» Supplied text:
--------

Tuesday, November 30, 2004

Life Sucks

Life Sucks...

Why do good people get screwed over? Why do people have to die?

I just found out a few hours ago that my Grandfather has lukemia. Not just the treatable kind, like they thought that he had a few days ago, but a really, really aggressive kind on top of the treatable kind. And they gave him the option of either doing nothing, and basically having only two to four weeks to live, or to try chemo and maybe die in the first treatment, because the dosage that they would have to use on him is so lethal that it could possibly stop his heart, which has two weak valves.

A few weeks ago my life was perfect. I had this great family, great friends, school was going really good, and now, a huge part of my world is falling apart and I'm powerless to stop it.

My extended family, aunts and uncles, are acting like assholes. They're running around, trying to 'get their share' of whatever it is that they think he has. But I don't get it, my Grandma, his wife, is still alive and kicking. And he's not dead yet.

And my Aunt Jean, the alchoholic, is going around telling my Mom that 'she's been good to her family.' What the hell? My Mom has been a member of the clan for over 25 years, and my aunt has been in Florida for like twenty. Where does she get off? When I heard that, I wanted to smack her.

I've spent most of today crying. It sucks. Life sucks. I have been praying nonstop that he can stay with us until Christmas. I need him to stay with us until Christmas. I'm not ready to let go yet. But then, I don't think I'll ever be ready to let go of him.

--------

» Complete the following:
(a) For the blog post about the grandfather's illness, say whether each statement agrees with it: (i) Doing nothing would leave the grandfather about two to four weeks to live; (ii) the grandfather's heart has three weak valves; (iii) Aunt Jean has lived in Florida for roughly twenty years. Answer yes or no for each and quote the deciding words.
(b) Extend the blog post about the grandfather's illness with a few more sentences that follow on from its final line.

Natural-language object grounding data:
--------

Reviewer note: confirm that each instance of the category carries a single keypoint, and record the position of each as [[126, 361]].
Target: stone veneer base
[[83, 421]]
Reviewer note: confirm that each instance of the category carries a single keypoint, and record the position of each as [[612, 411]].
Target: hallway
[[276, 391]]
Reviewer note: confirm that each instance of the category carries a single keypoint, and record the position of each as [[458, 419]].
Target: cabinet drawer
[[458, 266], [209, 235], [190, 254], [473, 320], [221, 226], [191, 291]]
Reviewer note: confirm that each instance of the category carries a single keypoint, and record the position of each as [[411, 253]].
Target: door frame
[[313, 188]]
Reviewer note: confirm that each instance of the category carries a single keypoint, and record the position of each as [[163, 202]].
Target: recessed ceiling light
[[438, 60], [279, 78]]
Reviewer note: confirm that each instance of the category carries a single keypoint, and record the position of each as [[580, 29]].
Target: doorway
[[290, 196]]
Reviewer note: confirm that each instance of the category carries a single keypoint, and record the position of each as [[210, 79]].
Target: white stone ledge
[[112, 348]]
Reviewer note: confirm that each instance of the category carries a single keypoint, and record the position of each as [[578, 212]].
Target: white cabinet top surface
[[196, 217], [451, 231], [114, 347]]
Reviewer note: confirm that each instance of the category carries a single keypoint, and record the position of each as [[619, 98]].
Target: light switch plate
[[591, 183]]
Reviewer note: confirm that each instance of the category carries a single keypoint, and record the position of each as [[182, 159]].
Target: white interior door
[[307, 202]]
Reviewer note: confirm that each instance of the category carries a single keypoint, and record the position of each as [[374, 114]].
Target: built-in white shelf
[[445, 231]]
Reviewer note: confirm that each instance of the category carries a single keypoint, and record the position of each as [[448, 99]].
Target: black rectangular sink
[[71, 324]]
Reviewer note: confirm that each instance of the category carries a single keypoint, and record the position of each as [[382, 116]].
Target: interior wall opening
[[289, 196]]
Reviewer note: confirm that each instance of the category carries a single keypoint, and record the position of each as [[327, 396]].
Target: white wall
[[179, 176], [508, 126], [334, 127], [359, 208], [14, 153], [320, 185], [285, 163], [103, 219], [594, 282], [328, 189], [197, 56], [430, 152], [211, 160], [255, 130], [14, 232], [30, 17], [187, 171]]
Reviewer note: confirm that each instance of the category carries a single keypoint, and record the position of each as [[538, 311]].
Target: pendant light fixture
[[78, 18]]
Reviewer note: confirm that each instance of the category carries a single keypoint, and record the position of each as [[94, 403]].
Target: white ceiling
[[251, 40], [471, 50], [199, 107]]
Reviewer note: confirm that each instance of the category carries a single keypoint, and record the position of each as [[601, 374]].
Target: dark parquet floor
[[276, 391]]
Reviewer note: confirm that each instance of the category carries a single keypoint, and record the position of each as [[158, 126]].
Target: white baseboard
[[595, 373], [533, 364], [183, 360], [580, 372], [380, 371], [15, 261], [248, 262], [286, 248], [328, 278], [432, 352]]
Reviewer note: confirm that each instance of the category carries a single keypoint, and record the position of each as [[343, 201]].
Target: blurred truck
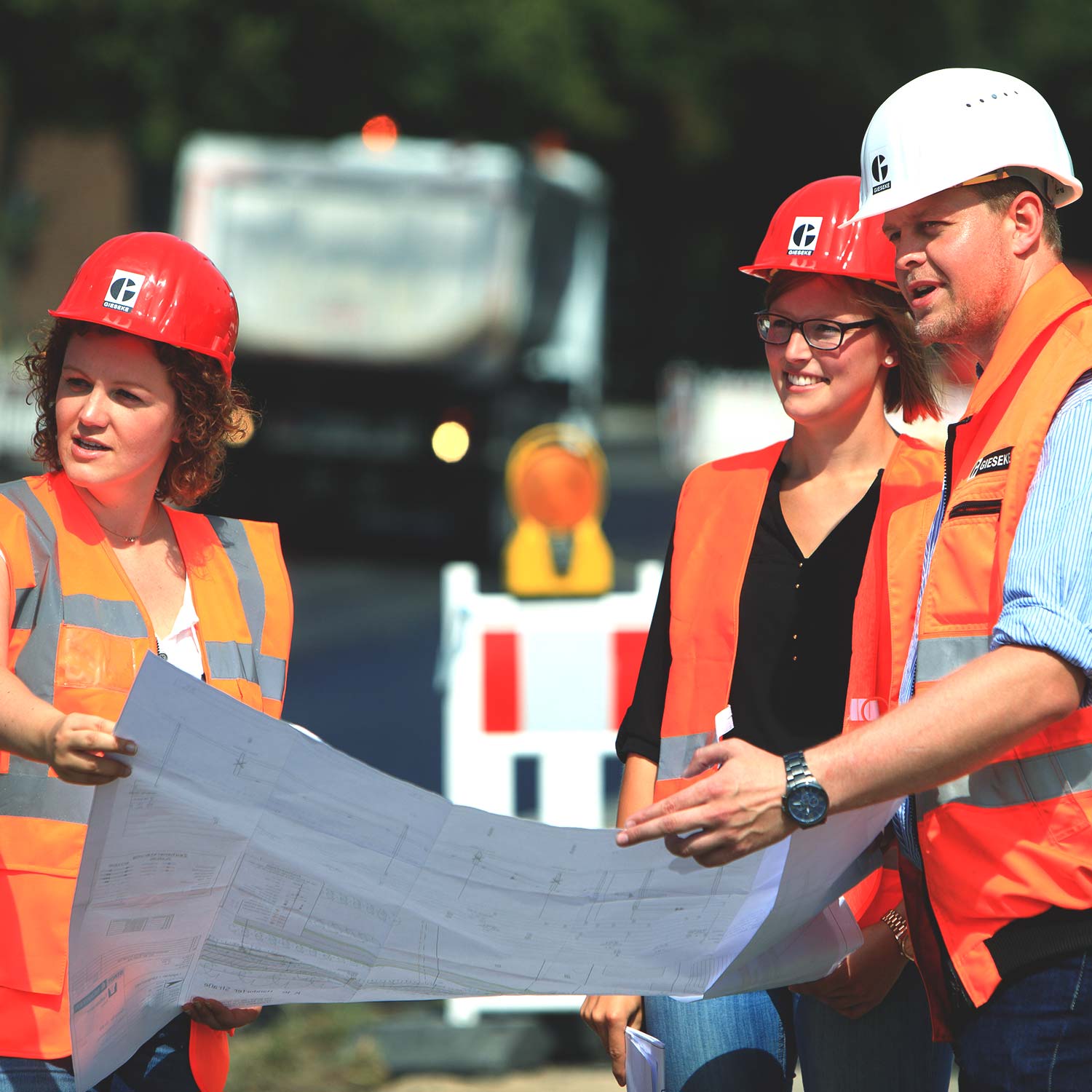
[[405, 316]]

--------

» Responses by item number:
(a)
(i) Yes: "basically having only two to four weeks to live"
(ii) No: "which has two weak valves"
(iii) Yes: "my aunt has been in Florida for like twenty"

(b)
And a thought popped into my head when I was talking to my baby sis. I had chapter seven of The Last open and she was reading it. And all I could think was, when I decided to make Mollie's mom die of cancer, I never, ever thought that I would have any first hand knowledge of how that feels. I never wanted to know how it felt. And I don't wish it on anyone. It sucks major. I can't even begin to put in to words how much that this sucks.

I'm not working tomorrow, Nicole is thankfully taking my shift. She, Richard and Noreen are the only ones who know about this there. I' m so grateful that I have them, and PJ and Matty Matt and Becca. If I didn't have them, I honestly don't know what I would do. My fellow prisioners are like another family to me. They have been so good through this whole ordeal, when we didn't know what was wrong with him, and now that we do, I know that they'll circle the wagons and help me through this. Cuz that's the kind of people that I work with. We all love each other, and would do just about anything for one another. Even PJ, I might not like all the stuff that he does, but I love him.

I just wish that I didn't have to go through this.